Requirements - Reproduce, character for character, everything from the line containing "Find the wood" down to the end of the material below, including both of those end points.

Supplied records -
>>>

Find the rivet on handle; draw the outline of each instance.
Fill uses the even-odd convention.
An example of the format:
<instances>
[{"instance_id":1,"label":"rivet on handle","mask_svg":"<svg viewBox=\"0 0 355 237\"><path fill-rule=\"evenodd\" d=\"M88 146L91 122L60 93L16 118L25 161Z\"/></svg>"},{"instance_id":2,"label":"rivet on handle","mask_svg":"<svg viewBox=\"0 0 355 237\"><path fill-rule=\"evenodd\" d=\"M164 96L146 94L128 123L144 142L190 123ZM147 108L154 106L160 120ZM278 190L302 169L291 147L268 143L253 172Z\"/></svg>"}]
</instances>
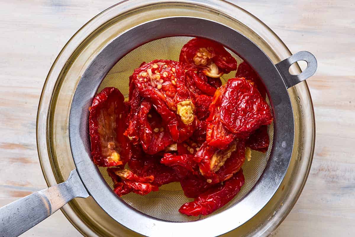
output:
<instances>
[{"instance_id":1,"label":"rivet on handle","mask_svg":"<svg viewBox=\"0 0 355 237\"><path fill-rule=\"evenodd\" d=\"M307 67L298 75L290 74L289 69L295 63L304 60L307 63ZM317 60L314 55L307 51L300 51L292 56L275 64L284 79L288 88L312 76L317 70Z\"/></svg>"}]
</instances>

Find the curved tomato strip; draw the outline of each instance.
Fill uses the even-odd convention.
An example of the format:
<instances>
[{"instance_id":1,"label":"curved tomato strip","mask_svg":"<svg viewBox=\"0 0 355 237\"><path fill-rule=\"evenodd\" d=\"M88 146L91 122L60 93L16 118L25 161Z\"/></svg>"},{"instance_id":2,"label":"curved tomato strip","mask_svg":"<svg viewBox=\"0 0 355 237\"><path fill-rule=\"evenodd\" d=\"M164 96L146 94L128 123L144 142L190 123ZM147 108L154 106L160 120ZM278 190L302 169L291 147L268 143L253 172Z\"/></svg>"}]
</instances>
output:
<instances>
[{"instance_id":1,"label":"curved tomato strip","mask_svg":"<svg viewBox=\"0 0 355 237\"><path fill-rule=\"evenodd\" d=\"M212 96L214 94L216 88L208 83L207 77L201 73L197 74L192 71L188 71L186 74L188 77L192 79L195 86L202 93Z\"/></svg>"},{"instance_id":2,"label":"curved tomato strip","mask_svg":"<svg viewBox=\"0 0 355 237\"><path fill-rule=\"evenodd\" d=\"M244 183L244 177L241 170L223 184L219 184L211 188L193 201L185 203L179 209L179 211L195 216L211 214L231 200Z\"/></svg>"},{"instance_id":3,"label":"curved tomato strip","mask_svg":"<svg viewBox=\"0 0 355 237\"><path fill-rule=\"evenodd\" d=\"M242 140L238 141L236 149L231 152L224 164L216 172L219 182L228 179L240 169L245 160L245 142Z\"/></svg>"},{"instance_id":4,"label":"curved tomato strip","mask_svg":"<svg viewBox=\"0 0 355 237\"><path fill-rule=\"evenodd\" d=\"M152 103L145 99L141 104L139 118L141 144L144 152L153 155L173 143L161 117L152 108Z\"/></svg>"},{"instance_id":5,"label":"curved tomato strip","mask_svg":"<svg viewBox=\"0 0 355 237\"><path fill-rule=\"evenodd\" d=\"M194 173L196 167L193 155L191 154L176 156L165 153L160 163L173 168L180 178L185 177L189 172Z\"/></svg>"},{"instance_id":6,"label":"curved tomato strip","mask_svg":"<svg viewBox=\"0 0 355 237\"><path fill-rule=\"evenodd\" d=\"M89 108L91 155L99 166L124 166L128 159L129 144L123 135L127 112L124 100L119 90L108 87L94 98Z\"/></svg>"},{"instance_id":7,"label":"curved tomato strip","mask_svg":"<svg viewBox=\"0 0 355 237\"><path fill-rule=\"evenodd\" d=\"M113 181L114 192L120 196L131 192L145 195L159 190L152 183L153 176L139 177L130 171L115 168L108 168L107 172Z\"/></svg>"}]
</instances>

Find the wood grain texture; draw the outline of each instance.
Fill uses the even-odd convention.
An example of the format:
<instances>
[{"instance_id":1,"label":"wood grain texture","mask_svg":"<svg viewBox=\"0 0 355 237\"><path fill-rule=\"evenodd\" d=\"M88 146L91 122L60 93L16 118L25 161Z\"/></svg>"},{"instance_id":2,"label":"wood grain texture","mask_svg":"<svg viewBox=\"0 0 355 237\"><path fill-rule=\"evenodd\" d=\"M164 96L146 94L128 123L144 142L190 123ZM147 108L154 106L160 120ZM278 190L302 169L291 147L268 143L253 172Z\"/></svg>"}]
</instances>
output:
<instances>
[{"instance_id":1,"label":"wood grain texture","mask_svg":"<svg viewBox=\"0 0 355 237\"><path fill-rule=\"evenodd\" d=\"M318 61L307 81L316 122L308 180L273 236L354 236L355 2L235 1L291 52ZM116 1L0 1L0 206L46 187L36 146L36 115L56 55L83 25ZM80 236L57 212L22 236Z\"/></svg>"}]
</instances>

<<<

Reply to the exercise -
Find the wood grain texture; draw the outline of each instance.
Fill uses the even-odd convention.
An example of the format:
<instances>
[{"instance_id":1,"label":"wood grain texture","mask_svg":"<svg viewBox=\"0 0 355 237\"><path fill-rule=\"evenodd\" d=\"M88 146L91 122L60 93L16 118L25 161Z\"/></svg>"},{"instance_id":2,"label":"wood grain texture","mask_svg":"<svg viewBox=\"0 0 355 237\"><path fill-rule=\"evenodd\" d=\"M164 96L146 94L128 123L144 142L190 123ZM147 108L154 106L160 120ZM278 190L302 169L291 147L268 143L253 172Z\"/></svg>"}]
</instances>
output:
<instances>
[{"instance_id":1,"label":"wood grain texture","mask_svg":"<svg viewBox=\"0 0 355 237\"><path fill-rule=\"evenodd\" d=\"M318 61L307 81L316 122L308 180L273 236L354 236L355 2L235 1L291 52ZM116 1L0 1L0 206L46 187L36 146L36 115L56 55L83 25ZM80 236L57 212L22 236Z\"/></svg>"}]
</instances>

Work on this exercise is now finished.